Fragmento para leer
______

La segunda semana de enero en Calgary la temperatura ha bajado hasta -46 con sensación térmica de hasta -55 grados centígrados. Alguien decía en redes: Estamos en ese punto en el que ya no sabes si los grados son celsius o fahrenheit, pero tampoco importa. El martes cuando comenzó la ola polar volví del trabajo manejando y nevaba. Compré en la tienda en la que trabajo un clóset de 150 centímetros de altura y 80 de ancho. Los 80 centímetros resultaron ser exactamente el ancho de mi carro y los 150 centímetros el largo entre la puerta de la cajuela y el cabezal de mi asiento pegado completamente al volante. Me senté a manejar con el volante en el pecho y aterrada de los 10 minutos que tenía que recorrer a mi casa mientras nevaba.
Compramos el carro en noviembre y he tenido suerte de ir conociendo la ruta y familiarizándome en estos meses con la forma en la que fluye el tráfico; para estar más preparada para la parte fría del invierno. Noviembre y diciembre fueron meses calientes, con temperaturas altas, (entre 0 y -5 grados no vistas en 30 años), por el paso del fenómeno del Niño por el Pacífico.
Manejar en esta ciudad es un ascenso socioeconómico, que aunque no te puedas permitir, es más una inversión para la supervivencia, que un tema de status. Compramos un carro pequeño y cuando el viento es fuerte, en las autopistas por las que tengo que atravesar la ciudad para llevar a mis hijos a sus prácticas de fútbol, siento que el carro va a salir volando, que casi no puedo mantenerme en el carril por el que avanzo lentamente. Me aferro tanto al volante que ahora tengo un nuevo dolor en mi cuerpo, el de los hombros y las clavículas.

______

Consigna A
Pasa a una lista numerada el tramo del listado que va desde la línea que contiene "Could you point out the black window" hasta el final del listado, ambos extremos incluidos. Deja fuera las líneas en blanco.

______

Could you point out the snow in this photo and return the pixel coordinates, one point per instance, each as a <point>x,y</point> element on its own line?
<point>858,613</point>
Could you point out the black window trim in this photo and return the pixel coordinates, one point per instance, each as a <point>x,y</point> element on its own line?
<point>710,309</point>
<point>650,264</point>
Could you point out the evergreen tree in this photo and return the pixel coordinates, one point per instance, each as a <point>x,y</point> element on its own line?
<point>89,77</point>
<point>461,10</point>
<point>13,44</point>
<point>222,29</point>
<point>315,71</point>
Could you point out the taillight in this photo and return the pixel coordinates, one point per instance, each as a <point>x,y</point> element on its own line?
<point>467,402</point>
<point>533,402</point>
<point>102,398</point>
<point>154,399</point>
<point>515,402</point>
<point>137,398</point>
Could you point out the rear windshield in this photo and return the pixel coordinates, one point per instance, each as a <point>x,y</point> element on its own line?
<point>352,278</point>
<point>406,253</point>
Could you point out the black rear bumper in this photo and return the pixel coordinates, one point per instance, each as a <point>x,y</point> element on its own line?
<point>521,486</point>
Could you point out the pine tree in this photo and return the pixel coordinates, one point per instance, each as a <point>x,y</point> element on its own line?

______

Consigna B
Nombra todos los meses del año que aparecen en el fragmento.

Respuesta completa A
1. Could you point out the black window trim in this photo and return the pixel coordinates, one point per instance, each as a <point>x,y</point> element on its own line?
2. <point>710,309</point>
3. <point>650,264</point>
4. Could you point out the evergreen tree in this photo and return the pixel coordinates, one point per instance, each as a <point>x,y</point> element on its own line?
5. <point>89,77</point>
6. <point>461,10</point>
7. <point>13,44</point>
8. <point>222,29</point>
9. <point>315,71</point>
10. Could you point out the taillight in this photo and return the pixel coordinates, one point per instance, each as a <point>x,y</point> element on its own line?
11. <point>467,402</point>
12. <point>533,402</point>
13. <point>102,398</point>
14. <point>154,399</point>
15. <point>515,402</point>
16. <point>137,398</point>
17. Could you point out the rear windshield in this photo and return the pixel coordinates, one point per instance, each as a <point>x,y</point> element on its own line?
18. <point>352,278</point>
19. <point>406,253</point>
20. Could you point out the black rear bumper in this photo and return the pixel coordinates, one point per instance, each as a <point>x,y</point> element on its own line?
21. <point>521,486</point>
22. Could you point out the pine tree in this photo and return the pixel coordinates, one point per instance, each as a <point>x,y</point> element on its own line?

Respuesta completa B
- enero
- noviembre
- diciembre